> **SOURCE PASSAGE**

# Cat 22 vs. Santana 21: Advice Please?



## dellengwyn (Jun 24, 2007)

Hi, All,

I am a sailor of moderate experience who has been out of the game for awhile, but is ready to get back in. I have ASA certification, and used to own a 1973 Macgregor Venture 22.

I have found a Santana 21 and a Catalina 22 for sale, both 70s era, both for $1500, ready to sail, with trailer, and without motor. Assuming both are in similar (i.e., decent) condition, which one is the better purchase? Catalinas are reputed to be a bit heavy, and Practical Sailor offers a pretty scathing review (the head is in the bed???). The Santana is only slightly smaller, and is much lighter, with an appealing layout, and will probably do better in lighter air (which may be an issue for me on lakes around here). I also like the Santana's all-metal swing keel mount, which sounds like it would wear well.

Anyway, if anyone has any opinions, I'd love to hear them in the next day or so, before I have to decide on one or the other. 

Thanks,
John.


----------



## danjarch (Jun 18, 2007)

It sounds like you have an opinion. and not a bad one at that. The lighter weight will make it easer to tow as well.


----------



## ImASonOfaSailor (Jun 26, 2007)

I have been out of the game awhile myself and looking at boats for me. My dad was a racer and loved it. It all depends on what you want and how much money you want to spend. I crew up on monohull boats and I just had a chance to ride on a Trimaran and that was awesome ride and feel! I am looking at them now. I dint think i will be buying a single Hull! I am also looking to spend about 60,000 K .. You have to figure out what your willing to spend. The other thing is where your going to sail at, we were in Lake Erie and that was very nice alto of people dint like that great lake. Because it gets rough!


----------



## TSOJOURNER (Dec 16, 1999)

The Santana is fast and the Catalina is not... The Catalina may be easier to get parts for and to re-sell. Neither of them have a huge amount of room inside, but the Catalina is probably better for overnighting. Both good boats, me - I'd get the Santana ...

> **STATED PROBLEM 1**
According to the forum thread, what boat did the first poster once own?
> **STATED PROBLEM 2**
Reproduce the passage of the forum thread starting at "Anyway, if anyone" and ending at "(Jun 18, 2007)".
The lines after this point come from a source unrelated to the forum thread.

> **STORED DATA**
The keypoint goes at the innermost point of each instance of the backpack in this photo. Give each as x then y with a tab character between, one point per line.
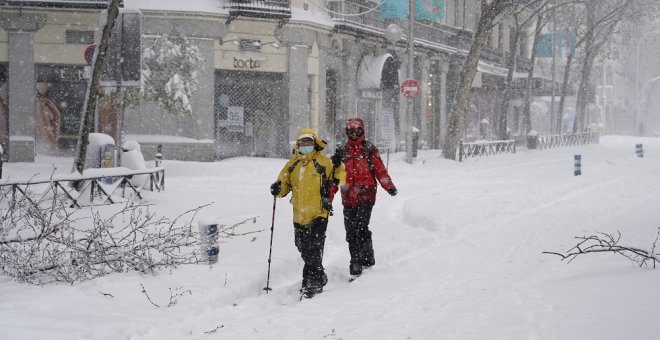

> **WRITTEN SOLUTION 1**
A 1973 Macgregor Venture 22.

> **WRITTEN SOLUTION 2**
Anyway, if anyone has any opinions, I'd love to hear them in the next day or so, before I have to decide on one or the other. 

Thanks,
John.


----------



## danjarch (Jun 18, 2007)